» **EXERCISE AIM**
Please give all of the data again, character for character, and drop the pictures.

○ ○ ○ ○ ○ ○ ○

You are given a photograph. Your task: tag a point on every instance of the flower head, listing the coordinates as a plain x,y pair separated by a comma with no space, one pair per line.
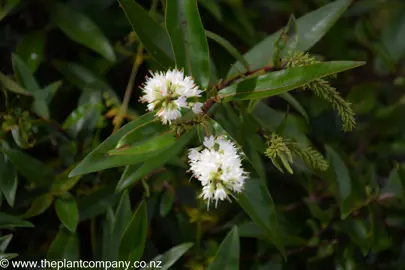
218,166
169,92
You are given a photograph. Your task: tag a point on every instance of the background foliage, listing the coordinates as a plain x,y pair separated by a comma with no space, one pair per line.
70,77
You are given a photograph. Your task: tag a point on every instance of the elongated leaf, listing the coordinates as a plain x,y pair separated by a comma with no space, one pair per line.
97,202
343,182
82,29
227,257
39,205
8,221
135,172
228,46
275,83
12,86
65,246
311,28
34,170
153,36
122,219
31,49
8,179
171,256
258,204
99,160
151,145
67,211
134,239
188,39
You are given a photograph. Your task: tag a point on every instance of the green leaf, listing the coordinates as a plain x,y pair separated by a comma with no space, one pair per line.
31,49
311,28
81,29
122,219
156,143
98,159
135,172
166,203
188,39
63,183
25,78
227,257
12,86
153,36
65,246
275,83
228,46
8,180
341,176
67,211
133,241
34,170
258,204
39,205
171,256
4,241
8,221
97,202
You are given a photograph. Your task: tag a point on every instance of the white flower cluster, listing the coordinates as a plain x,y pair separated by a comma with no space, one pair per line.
170,92
218,166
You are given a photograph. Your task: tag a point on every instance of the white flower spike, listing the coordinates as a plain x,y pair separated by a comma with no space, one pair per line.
169,92
218,166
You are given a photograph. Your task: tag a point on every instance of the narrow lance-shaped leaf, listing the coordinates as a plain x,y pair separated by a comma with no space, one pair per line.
67,211
258,204
134,239
153,36
277,82
227,257
82,29
188,39
311,28
171,256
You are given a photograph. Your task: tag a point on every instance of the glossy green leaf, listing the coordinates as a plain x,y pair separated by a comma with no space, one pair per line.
8,180
122,219
67,211
166,203
4,241
277,82
65,246
63,183
227,256
134,238
311,28
156,143
258,204
12,86
39,206
170,257
80,28
153,36
31,49
188,39
344,186
133,173
32,169
228,46
8,221
99,160
97,202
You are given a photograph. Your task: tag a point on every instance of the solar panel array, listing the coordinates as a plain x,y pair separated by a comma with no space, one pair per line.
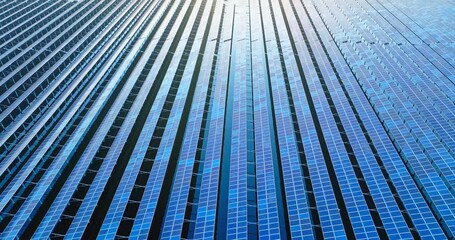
233,119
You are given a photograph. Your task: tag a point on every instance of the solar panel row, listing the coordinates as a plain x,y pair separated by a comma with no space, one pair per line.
229,119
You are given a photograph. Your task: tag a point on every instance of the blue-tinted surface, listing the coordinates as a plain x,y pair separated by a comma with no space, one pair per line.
258,119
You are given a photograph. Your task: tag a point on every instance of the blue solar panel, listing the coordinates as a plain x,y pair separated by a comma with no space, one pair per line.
198,119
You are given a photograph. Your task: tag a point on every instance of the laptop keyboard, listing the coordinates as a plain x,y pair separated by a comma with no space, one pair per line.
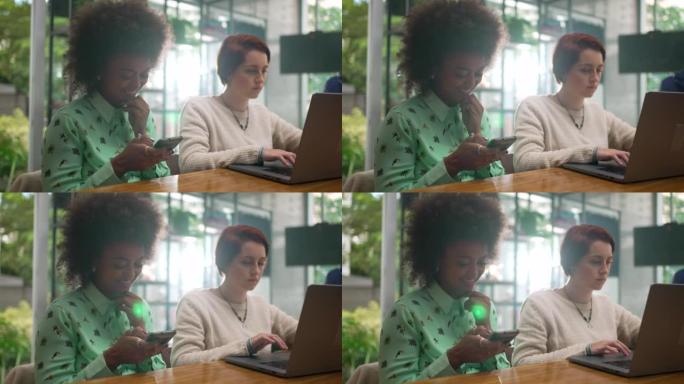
278,363
280,171
620,363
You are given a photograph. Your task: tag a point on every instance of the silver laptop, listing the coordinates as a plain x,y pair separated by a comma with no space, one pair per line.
318,343
660,346
318,155
658,148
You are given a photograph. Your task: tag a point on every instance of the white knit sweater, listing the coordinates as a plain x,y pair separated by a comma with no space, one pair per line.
551,328
547,136
208,330
212,137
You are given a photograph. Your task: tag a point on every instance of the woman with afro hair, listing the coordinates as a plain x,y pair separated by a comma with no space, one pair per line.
105,136
99,328
443,327
438,135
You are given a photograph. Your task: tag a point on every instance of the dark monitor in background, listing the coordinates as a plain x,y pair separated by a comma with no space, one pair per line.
314,52
660,245
651,52
320,244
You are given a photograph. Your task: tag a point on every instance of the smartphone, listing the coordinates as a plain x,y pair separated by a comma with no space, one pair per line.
160,338
168,143
502,143
504,337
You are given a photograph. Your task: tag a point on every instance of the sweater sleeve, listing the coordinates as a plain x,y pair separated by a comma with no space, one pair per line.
189,343
530,151
531,344
284,325
285,135
628,326
620,133
195,153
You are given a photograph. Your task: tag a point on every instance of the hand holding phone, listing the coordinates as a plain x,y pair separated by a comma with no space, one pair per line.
168,143
502,143
504,337
160,338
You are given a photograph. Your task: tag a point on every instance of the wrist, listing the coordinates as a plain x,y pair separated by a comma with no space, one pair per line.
117,166
111,359
455,358
452,166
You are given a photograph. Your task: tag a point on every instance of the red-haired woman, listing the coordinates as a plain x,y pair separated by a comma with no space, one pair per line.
225,321
556,129
558,323
226,129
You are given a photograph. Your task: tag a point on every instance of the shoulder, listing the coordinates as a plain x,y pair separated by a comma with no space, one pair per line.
198,297
536,103
542,298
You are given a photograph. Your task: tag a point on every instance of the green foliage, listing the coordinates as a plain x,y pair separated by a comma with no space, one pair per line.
16,235
362,223
354,43
353,142
15,29
329,18
13,146
15,336
360,337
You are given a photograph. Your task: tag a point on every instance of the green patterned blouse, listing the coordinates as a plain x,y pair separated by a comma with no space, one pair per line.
77,329
419,330
414,140
82,139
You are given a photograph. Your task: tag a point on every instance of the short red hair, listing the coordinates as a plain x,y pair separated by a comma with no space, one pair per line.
231,240
568,50
233,51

○ ○ ○ ○ ○ ○ ○

» **YOUR SOLUTION**
You are given a photograph. Your task: tag a point on every instance of the flower head, listing the coordinates as a plain x,y pair separated by a comma with no space, one pair per line.
218,166
169,92
You are given a photograph. Your task: tag a point on every instance of the background foliage, listing the coordinates as a plain x,y pair separated by a comma with no space, one pair per line.
70,77
You are given a photograph. Your task: tag a point on every instance of the elongated leaf, listing the coordinates as a plain x,y pair separated by a comma with no space, one pair per line.
97,202
343,182
82,29
227,257
39,205
8,221
135,172
228,46
275,83
12,86
65,246
311,28
34,170
153,36
122,219
31,49
8,179
171,256
258,204
99,160
151,145
67,211
134,239
188,39
You are given a photograph. Your task: tag a point on every instance of the green leaf, listing the coordinates as a plain x,y pair separated by a comma with no space, one pair per line.
31,49
311,28
81,29
122,219
156,143
98,159
135,172
166,203
188,39
63,183
25,78
227,257
12,86
153,36
65,246
275,83
228,46
8,180
341,176
67,211
133,241
34,170
258,204
39,205
171,256
4,241
8,221
97,202
You are given a photograph. Your task: tag a point on every instance of the white flower cluster, listing the coordinates as a plain x,y pair separated by a comma with no space, one pair per line.
170,92
218,166
You are given a photograph. Your task: tag a point on every instance of the white flower spike, listing the coordinates as a plain x,y pair separated by a comma with no space, one pair per line.
169,92
218,166
You are given a photograph. Your task: tag a point on every instance of the narrow lance-shaped leaf, listing the coordinates as a plain x,y pair separated by a comma with no space, one pair per line.
67,211
258,204
134,239
153,36
277,82
227,257
82,29
188,39
311,28
171,256
You are given a photograph. Your task: tag a point on every instance of the glossy green leaf, listing the coordinates as a plain x,y pair separated by a comma with no space, one pair per line.
8,180
122,219
67,211
166,203
4,241
277,82
65,246
63,183
227,256
134,238
311,28
156,143
258,204
12,86
39,206
170,257
80,28
153,36
31,49
188,39
344,186
133,173
32,169
228,46
8,221
99,160
97,202
You are given a photograph. Your task: tag a point on every instance of the solar panel array, listing the coordinates as a plain x,y pair separated by a comma with no space, one pair per line.
233,119
You are given a photograph. Your task: tag a point on every instance of the solar panel row, listing the coordinates as a plain x,y pair separated by a comma with no space, one pair per line.
229,119
You are given a photograph. Your task: tag a point on every instance of the blue-tinted surface, listing the coordinates as a plain x,y pair separated by a comma with no space, one pair per line.
258,119
You are given a photograph. Your task: tag a point on every instance of the blue solar panel, listing the coordinates as a plain x,y pair separated by a comma with no space, one pair per line.
198,119
You are given a photograph. Your task: tag a point on every instance of the laptop keyboard, listing the coordinates as a plain x,y pair separated by a comma with no space, one pair per line.
278,363
280,171
620,363
You are given a photograph. Your task: tag a point on every instance of the silver laptop, listing the coordinates as a plain x,y pair separated by a comma with no space, one pair per line.
318,343
660,346
318,155
658,148
You are given a photograph. Your task: tag a point on every instance of the white knit sweater, listing the coordinates as a plain x,y pair separated by a comma with no space, one pair per line.
551,328
547,136
208,330
212,137
You are given a photograph. Your task: tag a point on every instance of the woman with afro hair, listing the coordinates as a plain x,y pair separated by a comma with no space, one pair per line.
105,136
99,328
443,327
438,135
You are given a photograph. Your task: tag a point on every instance of the dark monitor in background, listing the coordinates as a plain x,y pair separated by a comma with no space, one pair per line.
314,52
660,245
651,52
320,244
You are given a photograph. Your task: tag a point on every instance of the smartphone, listing the coordinates as a plain x,y pair separated by a comma with no space, one pair per line.
160,338
168,143
502,143
504,337
You are given a photograph. Your task: tag a point on every instance of the sweater sleeve, listing the coordinates as a plain x,y pair separated by a comma with no space, one pair per line.
189,343
530,151
531,344
284,325
285,135
628,326
620,133
195,153
You are given a photograph. Your task: tag a point on every instance of the hand holding phone, listing the coordinates as a plain x,y pair separated by a comma with no space, one pair per line.
168,143
502,143
504,337
160,338
You are given a photograph. Your task: tag a point on every instance of the wrist, listing the coordinates as a plain x,y pair separated by a comma with no space, one pair per line.
117,166
111,359
455,358
452,166
You are given a photograph. Your task: tag a point on every instance of the red-haired woman, listing the coordinates as a plain x,y pair separated by a comma with no space, one pair per line.
225,321
556,129
558,323
226,129
You are given a photograph. Your task: tag a point on every instance of the shoulder, listing the coordinates as a plain x,y pair separated by a comma with no space, one pair per line.
198,297
536,103
542,298
You are given a photograph. Your task: tag a point on every instance of the green foliage, listing the coordinates as a plain x,y pair separated by a comma with no space, one pair per line.
16,235
362,223
354,43
353,142
15,29
329,18
13,146
15,336
360,337
You are given a photograph. Your task: tag a point on every instance of the green patterned blouse, listing the coordinates as a plain x,y pair separated by a comma with no space, one pair per line.
77,329
419,330
414,140
82,139
You are given a photograph. Your task: tag a point on every instance of the short red hair, listing the coordinates as a plain x,y pair separated by a comma with no space, one pair per line.
231,240
568,50
233,51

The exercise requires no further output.